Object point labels

╭──

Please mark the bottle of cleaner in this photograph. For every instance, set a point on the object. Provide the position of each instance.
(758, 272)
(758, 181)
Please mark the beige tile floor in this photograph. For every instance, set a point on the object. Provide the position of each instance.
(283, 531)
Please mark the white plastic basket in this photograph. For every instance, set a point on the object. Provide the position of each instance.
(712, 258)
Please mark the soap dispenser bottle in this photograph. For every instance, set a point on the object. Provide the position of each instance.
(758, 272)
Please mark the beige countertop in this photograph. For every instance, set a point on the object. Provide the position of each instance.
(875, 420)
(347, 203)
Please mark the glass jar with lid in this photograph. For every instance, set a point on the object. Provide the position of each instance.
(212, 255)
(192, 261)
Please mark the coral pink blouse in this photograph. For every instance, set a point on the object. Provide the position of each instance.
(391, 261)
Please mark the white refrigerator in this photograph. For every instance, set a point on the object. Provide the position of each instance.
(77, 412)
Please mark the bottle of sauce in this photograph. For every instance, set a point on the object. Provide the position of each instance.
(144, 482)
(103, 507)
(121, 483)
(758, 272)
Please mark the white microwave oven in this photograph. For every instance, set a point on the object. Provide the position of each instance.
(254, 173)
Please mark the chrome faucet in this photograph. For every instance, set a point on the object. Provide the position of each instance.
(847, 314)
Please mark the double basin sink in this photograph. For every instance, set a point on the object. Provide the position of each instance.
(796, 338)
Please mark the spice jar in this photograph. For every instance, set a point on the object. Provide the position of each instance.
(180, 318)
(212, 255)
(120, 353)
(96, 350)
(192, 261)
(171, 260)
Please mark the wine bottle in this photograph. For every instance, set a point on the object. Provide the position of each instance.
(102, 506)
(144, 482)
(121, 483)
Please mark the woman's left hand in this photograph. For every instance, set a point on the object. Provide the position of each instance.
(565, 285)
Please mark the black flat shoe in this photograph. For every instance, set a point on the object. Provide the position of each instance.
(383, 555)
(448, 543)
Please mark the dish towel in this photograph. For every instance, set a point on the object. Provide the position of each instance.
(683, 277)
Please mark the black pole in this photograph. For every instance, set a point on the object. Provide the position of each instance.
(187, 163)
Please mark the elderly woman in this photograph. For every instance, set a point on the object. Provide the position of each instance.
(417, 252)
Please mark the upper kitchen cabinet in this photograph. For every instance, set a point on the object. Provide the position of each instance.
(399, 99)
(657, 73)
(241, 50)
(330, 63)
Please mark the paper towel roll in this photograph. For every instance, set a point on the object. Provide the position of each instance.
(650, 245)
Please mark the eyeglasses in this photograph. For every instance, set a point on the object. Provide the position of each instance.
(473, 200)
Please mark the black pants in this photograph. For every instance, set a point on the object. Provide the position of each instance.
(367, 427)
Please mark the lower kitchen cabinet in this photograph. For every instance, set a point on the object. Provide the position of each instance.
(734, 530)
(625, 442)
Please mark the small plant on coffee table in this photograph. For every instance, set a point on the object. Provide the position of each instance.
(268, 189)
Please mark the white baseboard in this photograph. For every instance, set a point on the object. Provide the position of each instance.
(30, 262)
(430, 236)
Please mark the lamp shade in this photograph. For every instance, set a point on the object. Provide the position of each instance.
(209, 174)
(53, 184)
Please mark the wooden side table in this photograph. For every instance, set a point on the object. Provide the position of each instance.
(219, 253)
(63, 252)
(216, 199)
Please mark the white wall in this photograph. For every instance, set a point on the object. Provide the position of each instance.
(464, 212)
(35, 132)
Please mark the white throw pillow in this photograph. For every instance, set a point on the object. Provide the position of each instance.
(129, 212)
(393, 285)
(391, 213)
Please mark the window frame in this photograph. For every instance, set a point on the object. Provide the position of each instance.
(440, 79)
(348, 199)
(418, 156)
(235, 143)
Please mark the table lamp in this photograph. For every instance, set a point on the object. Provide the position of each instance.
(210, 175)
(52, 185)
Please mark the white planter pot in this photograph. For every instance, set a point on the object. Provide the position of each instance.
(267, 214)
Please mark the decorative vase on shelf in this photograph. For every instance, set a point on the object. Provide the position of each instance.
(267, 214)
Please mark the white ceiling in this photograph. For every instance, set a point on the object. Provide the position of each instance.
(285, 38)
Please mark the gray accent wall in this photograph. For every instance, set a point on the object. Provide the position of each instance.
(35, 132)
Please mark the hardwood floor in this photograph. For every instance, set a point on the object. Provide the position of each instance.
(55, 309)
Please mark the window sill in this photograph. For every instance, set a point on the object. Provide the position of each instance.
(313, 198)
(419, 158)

╰──

▶ **YOUR TASK**: Restate the whole listing exactly.

▶ **TASK SOLUTION**:
Please mark the bottle of cleaner in this photograph. For every instance, set a point on the object. Provide the position of each instance.
(758, 272)
(758, 181)
Please mark the beige tile floor in this photograph. For every instance, set a point on the object. Provide the position of each instance.
(283, 531)
Please mark the white plastic basket in this photograph. For every instance, set a point on the object. Provide the position of each instance.
(712, 258)
Please mark the soap dispenser bottle in this photograph. For every instance, set a point on the object. Provide the position of each instance.
(758, 272)
Please mark the beige countertop in this photograph. For every instance, set a point on the object. Provide the position of each instance.
(875, 420)
(347, 203)
Please mark the glass jar with lid in this photograph. For every instance, set a point on the object. Provide the position of each instance.
(212, 255)
(192, 261)
Please mark the coral pink blouse in this photograph. For every instance, set a point on the object. Provide the position of each instance.
(391, 261)
Please mark the white refrigerator in this photograph. For every instance, set a point on the object. Provide the position of each instance.
(77, 412)
Please mark the bottle of sauce in this photograph. For every instance, set a point on the object. Provide the position of each instance.
(144, 482)
(103, 507)
(121, 483)
(758, 272)
Please mark the white microwave oven in this photograph. For every instance, set a point on the object. Provide the position of each instance.
(254, 173)
Please mark the chrome faucet in this photograph. For every instance, set a point on the object. Provide the position of each instance.
(847, 314)
Please mark the double basin sink in this photograph. For every instance, set a point on the object. Provide the position of each instance.
(796, 338)
Please mark the spice jar in this photograph. For every instance, set a point on the object. Provide the position of each instance.
(180, 318)
(212, 255)
(120, 353)
(96, 350)
(192, 261)
(171, 260)
Please mark the wine bottle in this photograph. For every instance, set a point on the object. Provide the position of each instance.
(102, 506)
(144, 482)
(121, 483)
Please mark the woman's left hand in this photograph. For every instance, set a point on the object. Provide the position of each instance.
(565, 285)
Please mark the black flat shoe in this photograph. For every instance, set a point on the object. Provide the position of each instance.
(383, 555)
(448, 543)
Please mark the dish towel in this photograph. For every instance, set a point on the object. Provide the position of each instance.
(683, 277)
Please mark the black pole in this photograph. For every instance, set a point on the object. Provide the position of each instance.
(187, 163)
Please mark the elderly woman in this photograph. For every instance, set a point on the object. Provide the position of each instance.
(417, 252)
Please mark the upper kitchen cabinet in this photograph. For every instance, set a point on the object. Provide the position of each instance.
(399, 99)
(657, 73)
(241, 50)
(330, 63)
Please mark the paper towel roll in this photograph. For every instance, set a point on the object. Provide the position of each instance.
(650, 245)
Please mark the eyeglasses in this photograph. For every instance, set a point on the object. Provide the position of each instance.
(473, 200)
Please mark the black pants in this photograph. For every instance, set a point on the object. Provide the position of each instance.
(367, 427)
Please mark the lower kitchen cabinet in this photograph. For every instance, set a point on the object. Provide the position of each instance.
(734, 530)
(625, 442)
Please mark the small plant on coffee table in this photograph. For every instance, set a point on the object. Provide the position of each instance.
(268, 189)
Please mark the white baseboard in this photograph. For every instance, set a point on the object. Provide the position of each instance.
(30, 262)
(430, 236)
Please mark the lamp shade in this photograph. For every instance, set a point on the object. Provide the position of each instance.
(209, 174)
(53, 184)
Please mark the wooden side table in this photograph. For every instance, set a point on the object. Provide the position of each instance.
(219, 253)
(63, 252)
(216, 199)
Please mark the white wall in this photograph. For every instance, set a point on the object. Provide the position of each instance.
(464, 212)
(35, 132)
Please mark the white throw pillow in this photograph. For every instance, set a point on the object. Provide the position of each instance.
(129, 212)
(393, 285)
(391, 213)
Please mark the window frame in this photograph. For every instance, set a point on the object. Provide the position of each instance.
(440, 79)
(348, 199)
(418, 156)
(235, 143)
Please mark the table lamp in this photograph. For every instance, set a point on the object. Provide the position of each instance.
(210, 175)
(52, 185)
Please mark the white planter pot in this photograph. For every instance, set a point on the object. Provide the position of each instance.
(267, 214)
Please mark the decorative vase on shelf in this photograph. For every instance, set a point on the object. Provide the position of each instance.
(267, 214)
Please mark the white ceiling in this photograph. For every instance, set a point on the object. Provide the position of each instance.
(285, 38)
Please mark the gray accent wall in this photograph. For every instance, set a point on the object. Provide the position of each instance.
(35, 132)
Please mark the hardwood floor in this photograph. For every instance, set a point on the object. Provide the position of each instance.
(55, 309)
Please mark the window sill in this photograph. For every instance, set a point on the object. Provide the position of each instance.
(313, 198)
(419, 158)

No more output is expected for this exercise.